## PROMPT A
In the post about household trash, why did the family's trash accumulation drop after the move to Colorado? Answer in one to three sentences.
## PROMPT B
Pick up the post about household trash after its final sentence and carry it forward.

## PASSAGE SHOWN
/---

July 15, 2009

Talkin' Trash

On average, I/we set out _____ of trash to be picked up each week.

2 kitchen trash sized bags (13 gallon) or less
 13

1 small trash can full (about 3 bags)
 5

2 trash cans full (or one of those larger gizmos the trash companies give you)
 7

I don't use a trash service. I use only public trash cans for all household waste.
 0

None. Period. I don't do trash. I'm 100% compostable. Here, pat me on the back.
 0

I have a dumpster. And I fill it up. HooRah!
 1

Trash was always a big deal in our family when I was growing up. There were rules and carefully outlined procedures that one must follow when dealing with trash. I wrote a paper about it in college. When I showed the A+ paper to my mom, I expected her to protest that I'd overstated how things were in our family. Instead she read it, laughed, nodded and was quite pleased with the extreme type A behavior that I had described.

One of the house rules was: Always get rid of trash at the first opportunity that presents itself. A follow up rule was: If no opportunity presents itself, make an opportunity. My grandma actually got in trouble with the law because she was following rule number 2. She was caught putting a bag of trash in another person's dumpster. I'm the only person I know who's grandma started her police record at the spry young age of 70, and for getting rid of a bag of trash at that.

As far as procedures go, the main rule of thumb was to always put trash into the trash bag the instant it could conceivably be considered trash. In fact, many times items were added to the trash bag long before any of us thought they were really at that "this is trash" level. (My dad had a favorite pair of shoes that became trash in my mom's eyes probably a year before they would have become trash in my dad's eyes.) BUT, and this is critically important, IF IT IS TRASH DAY, then trash is not to be put into the trash bag because that would have already been set out on the curb the night before. No, at this point, you have two options. You can either walk the trash out to the end of the driveway and deposit it there yourself.  Or you could add it to the temporary mini-bag that was set up for this purpose and which would be run out to the trash men at the moment of their arrival. Perhaps a specific example would help make this procedure a little more clear. (This is the example I used in my A+ paper, by the way.) Suppose you have a cold and you need to blow your nose. After blowing, one would usually deposit the tissue into the nearest trash bin. That was the usual procedure. But on trash day, that would be the exact wrong thing to do. Instead you would walk out to the end of the drive-way, no matter how ill you might be, and make sure that tissue was safely deposited where the trash men would get it.

I've diverged from the family path a short ways when it comes to trash. I'm not nearly as type A as my mom or grandma. But there is one way in which I've carried on the family tradition. Despite my family's love of getting rid of trash, we've never been very big on making trash. 

When Rob and I were first married (14 years ago next week), we had two housemates.  Soon after, we picked up a third and not long after that we added three kids to the mix. During that whole time, we never had more than one normal sized trash can. (It was a trash can that we found along the side of the highway once on our way back from a weekend retreat in Grass Valley.) When we moved to Colorado we reduced our number by 3 (since we no longer had the housemates) and the kids grew out of the diaper stage, so our trash accumulation plummeted.  Though I've been able to fill a trash can during a deep cleaning week, in general we seem to average about a bag and a half of trash a week (and the bags aren't packed down at all).

\---

## RECORD EXTRACTS
/---

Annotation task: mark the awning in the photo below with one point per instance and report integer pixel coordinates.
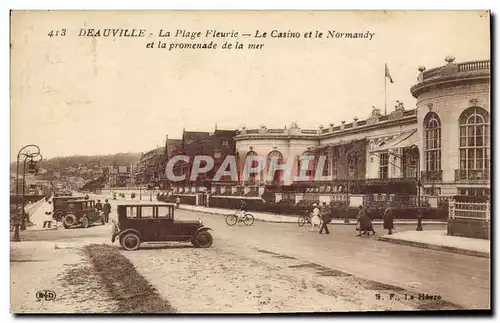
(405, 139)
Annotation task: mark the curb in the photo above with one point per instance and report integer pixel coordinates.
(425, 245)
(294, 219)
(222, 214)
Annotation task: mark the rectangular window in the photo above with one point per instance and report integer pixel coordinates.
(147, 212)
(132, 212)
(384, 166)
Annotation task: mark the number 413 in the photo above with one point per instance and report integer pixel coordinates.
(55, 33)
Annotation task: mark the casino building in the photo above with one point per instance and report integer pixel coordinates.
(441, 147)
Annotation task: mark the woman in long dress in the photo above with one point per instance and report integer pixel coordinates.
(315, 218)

\---
/---

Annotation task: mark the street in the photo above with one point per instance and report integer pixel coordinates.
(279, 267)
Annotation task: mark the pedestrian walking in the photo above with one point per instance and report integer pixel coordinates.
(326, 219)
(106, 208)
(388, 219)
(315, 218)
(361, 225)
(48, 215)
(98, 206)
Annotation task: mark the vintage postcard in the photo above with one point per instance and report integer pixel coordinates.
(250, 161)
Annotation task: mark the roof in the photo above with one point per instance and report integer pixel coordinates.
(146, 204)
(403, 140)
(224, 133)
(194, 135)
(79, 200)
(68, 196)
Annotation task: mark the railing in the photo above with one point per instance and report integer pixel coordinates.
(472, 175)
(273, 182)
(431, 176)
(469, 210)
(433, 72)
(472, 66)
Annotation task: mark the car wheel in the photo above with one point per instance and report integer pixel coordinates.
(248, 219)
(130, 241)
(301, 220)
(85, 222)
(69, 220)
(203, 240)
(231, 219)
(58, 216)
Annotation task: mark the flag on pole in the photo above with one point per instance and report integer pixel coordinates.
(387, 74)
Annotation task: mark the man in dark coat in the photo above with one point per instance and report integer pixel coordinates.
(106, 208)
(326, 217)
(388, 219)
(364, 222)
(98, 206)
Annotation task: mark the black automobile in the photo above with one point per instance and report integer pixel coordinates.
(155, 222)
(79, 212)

\---

## RIGHT ANSWER A
It dropped because they no longer had the housemates, which cut the household by three people. The kids had also grown out of the diaper stage.

## RIGHT ANSWER B
So I was struck recently, when reading the blog of an old youth group friend, that some people produce more trash than that in a week. Joanne (the Simple Wife) is trying to become more frugal and one of the by-products of that has been that their family has greatly reduced the amount of trash that they generate each week.  She wrote, "Since we've cut WAY back on being consumers and stepped up our recycling, I'm astounded at how little trash we have on trash day. This morning, there was only one trash can--and it was only half full. Used to be two full cans every week!" That comment really piqued my curiosity. Two full cans?!!!  What would you be throwing away that you'd have that much trash?  I asked that question in a reply on her post, but I suspect that I might have come across as a bit of a snot (not that that was my intention at all.  I am a bit of a snot at times. And generally I intend to be a snot when I'm being snotty. But this is one of those cases where I was asking a question because I was honestly curious, and the snot must have leaked out without my permission.  All I know is, she never responded to me.)

So, believe it or not, the whole point of this long and convoluted post hasn't been to tell you about my Type A family, nor to introduce you to Joanne. What I want to know is, how much trash does your family produce and what goes into it? Inquiring minds want to know.  ... Well, my mind wants to know.

And if you'd like a twist on what to do with trash, check out Cat's post on her garbage experiment in which, for a short time, she got creative about getting rid of the goods.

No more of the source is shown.